[Begin Source passage]
I agree with your general point that you can with the Super Bowl with an average QB. But I feel you're a lot more likely to do so if you have an elite QB playing on a reasonably complete team.

 

Take the QBs you mentioned. The most recent one was Brad Johnson. In the year the Bucs won the Super Bowl, Brad Johnson threw for 22 TDs to just 6 INTs, averaged 6.7 yards per pass attempt, had a QB rating of 92.9, and was invited to the Pro Bowl. That passer rating was actually comparable to Tom Brady's career rating of 93.3. (Though Brady did better on the yards per attempt stat, at 7.3.) During the year the Bucs won the Super Bowl, Johnson played like a significantly above-average QB; and his play was an important factor in the Bucs' win.

 

The second-most recent QB you mentioned was Trent Dilfer; who QB'd the Ravens during their Super Bowl win in 2000. I'll readily grant that Dilfer was the very soul of average at QB. But to make up for their deficiency at QB, the Ravens needed one of the three best defenses in NFL history, a Hall-of-Fame level LT in Ogden, and Jamal Lewis at RB. Overall, the Ravens were a clear case of an all-time-great NFL defense making up for the severe limitations of the offense. Limitations which began at the QB position.

 

The third-most-recent QB you mentioned was Mark Rypien. In the 1991 season--the year he led the Redskins to their Super Bowl win :lol: --he threw for over 3,500 yards, had 8.5 yards per pass attempt (1.2 yards better than Brady's career average), had 28 TDs to just 11 INTs, and had a passer rating of 97.9. The high level of quarterbacking he provided that particular year was a critical factor in the Redskins' really irksome triumph in that Super Bowl.
[End Source passage]
Set tasks -
1. Copy the rows word for word, beginning with the line that contains "the bench backrest" and running through the final line of the rows.
2. Continue the post about Super Bowl quarterbacks, starting right after its last sentence.
[Begin Data supplied]
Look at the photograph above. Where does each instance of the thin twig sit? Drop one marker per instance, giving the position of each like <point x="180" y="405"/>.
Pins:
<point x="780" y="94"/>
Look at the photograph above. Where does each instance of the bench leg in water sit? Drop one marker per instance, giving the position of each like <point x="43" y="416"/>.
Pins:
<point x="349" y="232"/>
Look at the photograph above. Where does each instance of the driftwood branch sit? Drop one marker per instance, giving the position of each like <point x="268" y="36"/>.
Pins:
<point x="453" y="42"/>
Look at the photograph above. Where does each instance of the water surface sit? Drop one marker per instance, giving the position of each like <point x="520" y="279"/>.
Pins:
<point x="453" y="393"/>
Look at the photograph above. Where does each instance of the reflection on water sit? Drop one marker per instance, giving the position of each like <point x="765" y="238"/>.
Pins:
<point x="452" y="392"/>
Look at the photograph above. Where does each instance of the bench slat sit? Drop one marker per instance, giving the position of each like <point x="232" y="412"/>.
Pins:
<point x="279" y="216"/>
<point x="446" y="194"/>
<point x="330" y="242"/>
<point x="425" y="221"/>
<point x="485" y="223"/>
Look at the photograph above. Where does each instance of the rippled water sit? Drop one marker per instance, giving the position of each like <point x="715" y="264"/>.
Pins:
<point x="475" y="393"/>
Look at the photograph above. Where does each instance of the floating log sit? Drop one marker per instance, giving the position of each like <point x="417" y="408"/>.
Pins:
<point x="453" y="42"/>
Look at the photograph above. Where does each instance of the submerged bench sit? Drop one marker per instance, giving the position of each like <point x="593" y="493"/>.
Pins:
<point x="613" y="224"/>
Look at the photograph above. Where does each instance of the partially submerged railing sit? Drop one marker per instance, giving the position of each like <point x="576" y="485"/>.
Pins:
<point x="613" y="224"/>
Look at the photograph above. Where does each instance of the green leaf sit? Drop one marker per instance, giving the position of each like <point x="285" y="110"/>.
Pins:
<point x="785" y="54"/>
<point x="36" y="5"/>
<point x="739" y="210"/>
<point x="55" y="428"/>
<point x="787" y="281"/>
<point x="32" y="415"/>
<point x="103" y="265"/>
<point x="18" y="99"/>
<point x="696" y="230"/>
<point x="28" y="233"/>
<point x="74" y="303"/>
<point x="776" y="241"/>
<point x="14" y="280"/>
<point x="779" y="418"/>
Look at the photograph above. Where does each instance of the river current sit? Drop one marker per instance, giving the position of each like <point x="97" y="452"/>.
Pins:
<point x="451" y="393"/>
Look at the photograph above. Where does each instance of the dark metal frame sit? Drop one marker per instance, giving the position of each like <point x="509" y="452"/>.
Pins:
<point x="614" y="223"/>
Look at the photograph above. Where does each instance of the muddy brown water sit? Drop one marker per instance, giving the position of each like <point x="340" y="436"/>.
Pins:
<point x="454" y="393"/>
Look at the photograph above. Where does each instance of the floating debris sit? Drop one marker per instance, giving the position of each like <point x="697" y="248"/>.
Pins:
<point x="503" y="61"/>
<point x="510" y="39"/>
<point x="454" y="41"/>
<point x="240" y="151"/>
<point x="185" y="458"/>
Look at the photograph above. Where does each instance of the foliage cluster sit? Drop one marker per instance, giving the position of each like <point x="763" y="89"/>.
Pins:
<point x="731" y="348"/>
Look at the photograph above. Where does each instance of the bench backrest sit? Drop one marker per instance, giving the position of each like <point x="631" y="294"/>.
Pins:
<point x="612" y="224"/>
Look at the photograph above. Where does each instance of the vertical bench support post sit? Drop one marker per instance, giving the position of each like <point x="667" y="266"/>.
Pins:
[End Data supplied]
Results of the tasks -
1.
Look at the photograph above. Where does each instance of the bench backrest sit? Drop one marker per instance, giving the position of each like <point x="631" y="294"/>.
Pins:
<point x="612" y="224"/>
Look at the photograph above. Where does each instance of the vertical bench support post sit? Drop one marker per instance, giving the position of each like <point x="667" y="266"/>.
Pins:

2.
 

The fourth-most-recent QB you mentioned was Jeff Hostetler. In his five playoff games, Hostetler had 9.0 yards per pass attempt, 7 TDs to 0 INTs, and a 112 passer rating. ESPN ranked his performance against the Bills in the Super Bowl the 30th-best all-time Super Bowl performance by a QB. With 44 Super Bowls having been played, and with two QBs per Super Bowl, being 30th best is above-average for Super Bowl QBs. I'll grant that Hostetler's performances in the regular season were less inspired than his post-season performances. Also he was only invited to one Pro Bowl. (He was with the Raiders at the time.) But the point remains that without the high level of play he provided in the postseason, the Giants would not have won that Super Bowl.

 

Doug Williams was the least-recent QB you mentioned. During the year the Redskins won that Super Bowl (1987), Williams averaged 8.1 yards per pass attempt, and had a QB rating of 94.0. In the Super Bowl, he averaged 11.4 yards per pass attempt, and threw for four TDs.

 

I also checked Jim McMahon's stats, to see if perhaps the Bears' defense had helped mask deficiencies at QB, as would later happen with the Ravens. It turns out that the year the Bears won the Super Bowl, McMahon had 7.5 yards per pass attempt, and a QB rating of 82.6.

 

Since 1980, there appears to have been exactly one instance of a team overcoming mediocre play from the QB position to win the Super Bowl. That one instance was the Ravens of 2000, with Trent Dilfer at QB. In literally every other case, the Super Bowl win was either earned by a team with an elite-level QB like Montana or Warner or Manning, or else by a team with a reasonably good QB who happened to be playing at or near an elite level for a season or a postseason.